Material for this task:
-- Begin --

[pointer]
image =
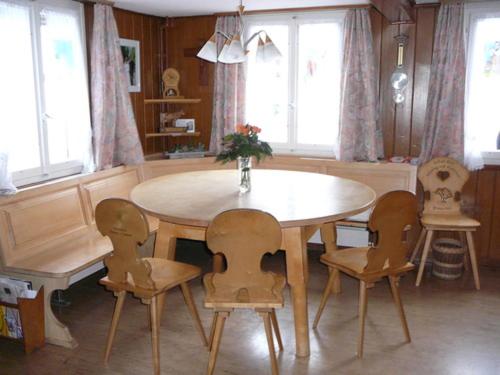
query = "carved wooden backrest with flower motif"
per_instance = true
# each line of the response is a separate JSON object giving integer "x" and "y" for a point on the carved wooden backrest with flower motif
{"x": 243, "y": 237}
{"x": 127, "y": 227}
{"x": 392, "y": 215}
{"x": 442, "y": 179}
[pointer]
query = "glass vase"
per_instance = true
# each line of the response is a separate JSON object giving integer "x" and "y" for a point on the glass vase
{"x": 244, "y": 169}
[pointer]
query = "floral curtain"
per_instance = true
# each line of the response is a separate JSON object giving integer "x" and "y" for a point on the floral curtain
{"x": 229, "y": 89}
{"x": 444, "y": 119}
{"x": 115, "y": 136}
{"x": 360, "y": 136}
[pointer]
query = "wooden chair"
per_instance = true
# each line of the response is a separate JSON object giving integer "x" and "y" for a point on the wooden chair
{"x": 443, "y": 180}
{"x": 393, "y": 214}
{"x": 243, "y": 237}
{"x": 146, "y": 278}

-- End --
-- Begin --

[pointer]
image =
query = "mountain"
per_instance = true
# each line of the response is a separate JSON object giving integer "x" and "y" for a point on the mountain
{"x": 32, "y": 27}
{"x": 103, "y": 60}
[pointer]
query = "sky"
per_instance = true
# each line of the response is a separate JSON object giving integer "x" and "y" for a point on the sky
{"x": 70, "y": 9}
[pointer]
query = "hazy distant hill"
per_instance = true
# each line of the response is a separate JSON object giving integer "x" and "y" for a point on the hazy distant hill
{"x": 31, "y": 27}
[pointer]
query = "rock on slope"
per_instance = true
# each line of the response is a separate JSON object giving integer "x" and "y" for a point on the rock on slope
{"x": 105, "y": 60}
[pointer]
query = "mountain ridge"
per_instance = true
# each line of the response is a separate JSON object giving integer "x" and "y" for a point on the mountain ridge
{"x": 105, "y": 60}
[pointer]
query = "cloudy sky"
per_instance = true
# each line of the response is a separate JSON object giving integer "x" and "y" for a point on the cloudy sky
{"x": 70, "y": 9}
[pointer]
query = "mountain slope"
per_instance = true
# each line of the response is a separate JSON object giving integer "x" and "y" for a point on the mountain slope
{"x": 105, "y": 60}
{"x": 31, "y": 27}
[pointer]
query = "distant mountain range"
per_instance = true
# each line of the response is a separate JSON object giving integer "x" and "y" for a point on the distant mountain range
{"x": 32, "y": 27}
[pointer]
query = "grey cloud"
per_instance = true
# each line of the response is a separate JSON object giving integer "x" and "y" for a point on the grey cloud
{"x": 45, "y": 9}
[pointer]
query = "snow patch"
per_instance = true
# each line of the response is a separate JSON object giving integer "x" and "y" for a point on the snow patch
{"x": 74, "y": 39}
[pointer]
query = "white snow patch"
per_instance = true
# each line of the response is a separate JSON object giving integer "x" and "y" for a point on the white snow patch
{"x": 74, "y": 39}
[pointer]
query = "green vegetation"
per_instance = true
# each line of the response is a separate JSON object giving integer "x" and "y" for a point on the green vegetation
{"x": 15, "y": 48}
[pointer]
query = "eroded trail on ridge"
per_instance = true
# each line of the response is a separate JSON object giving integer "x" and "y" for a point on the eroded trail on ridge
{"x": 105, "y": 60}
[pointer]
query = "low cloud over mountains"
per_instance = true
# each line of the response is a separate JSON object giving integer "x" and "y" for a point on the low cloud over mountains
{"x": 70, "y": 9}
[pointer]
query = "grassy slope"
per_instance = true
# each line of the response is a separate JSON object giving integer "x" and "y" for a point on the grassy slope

-- End --
-- Begin --

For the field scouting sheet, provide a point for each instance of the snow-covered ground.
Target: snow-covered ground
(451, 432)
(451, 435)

-- End --

What is asked:
Identify every line of the data that contains the word "white" and copy each of those lines. Case counts.

Solution to this problem:
query = "white snow patch"
# each line of the response is a separate JSON object giving integer "x" and "y" for a point on the white snow patch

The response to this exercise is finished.